** Start of QUOTED PASSAGE **
Exactly. I recall a customer wanting us to verify all possible paths
through a bit of air traffic control radar software, about 100,000
lines of plain C. Roughly one in five executable line was an IF
statement, which is 20,000 IF statements. So there are 2^20000 =
10^6020 such paths.
Executing each path in the code at least once is a much more tractable problem. McCabes CCI metric will tell you how many test vectors it will take for a given complexity of code. And it should be done.
A sufficiently high CCI index for a routine also means that such code is highly unlikely to be correct.
I recall one instance on a mainframe (brand withheld to protect the guilty) where a rogue program that ran continuously was slowly using up IO handles repeatedly opening the tracker ball interface each time a new user accessed it (and never letting go).
One day after a particularly long uptime it completely ran out of IO handles. Guess what the first thing the error handler tried to do?
Yup! It tried to obtain a new IO handle to report the error!
The testing campaign will have only scratched the surface when the Sun
runs out of hydrogen and goes supernova. Tomorrow's problem.
You can't out test every possible combination of events but you can make sure that the code paths when executed in at least one scenario don't do anything horribly bad. A lot of faults can lurk in the rarely used error recovery code that only gets used after something else has gone wrong.
Ariane 5 was an example of that sort of thing.
comp.risks is littered with them.
-- Martin Brown
** End of QUOTED PASSAGE **
** Start of INFORMATION PROVIDED **
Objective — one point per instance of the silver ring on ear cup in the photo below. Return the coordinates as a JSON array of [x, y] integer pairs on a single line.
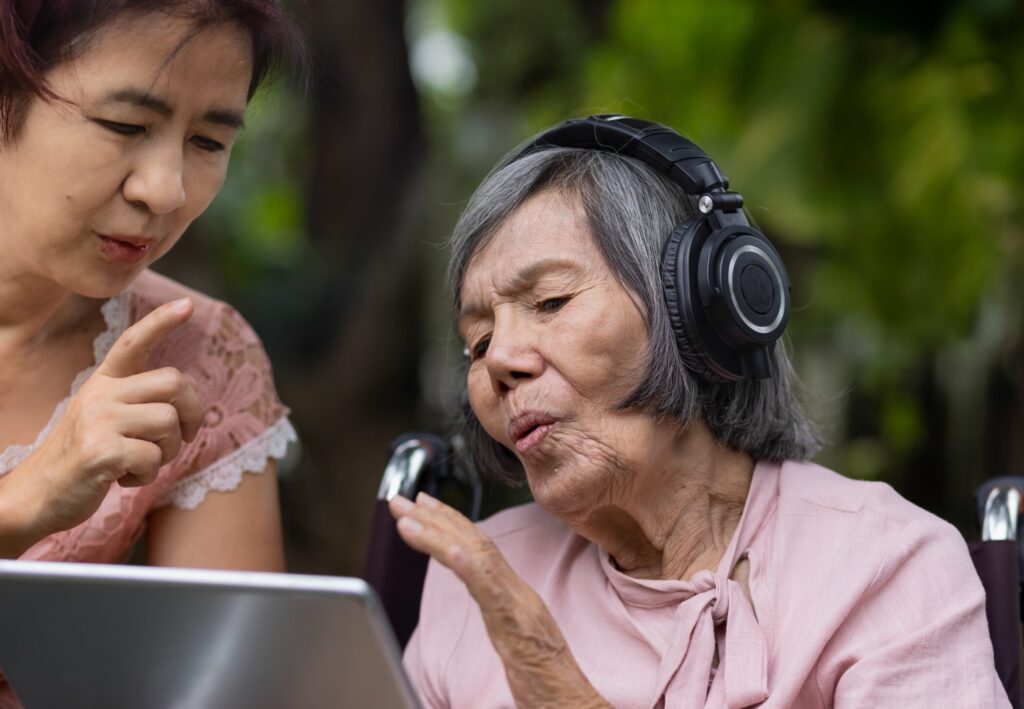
[[761, 329]]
** End of INFORMATION PROVIDED **
▶ **WRITTEN REQUEST**
Decide whether each statement agrees with the post on software testing, answering yes or no and quoting the words from the post that settle it. 1. The radar software was written in about 100,000 lines of plain C. 2. Executing each path in the code at least once is called an intractable problem. 3. When the mainframe ran out of IO handles, the error handler tried to get a new IO handle to report the error.

▶ **ANSWER TO THE PROBLEM**
1. Yes: "about 100,000 lines of plain C."
2. No: "Executing each path in the code at least once is a much more tractable problem."
3. Yes: "It tried to obtain a new IO handle to report the error!"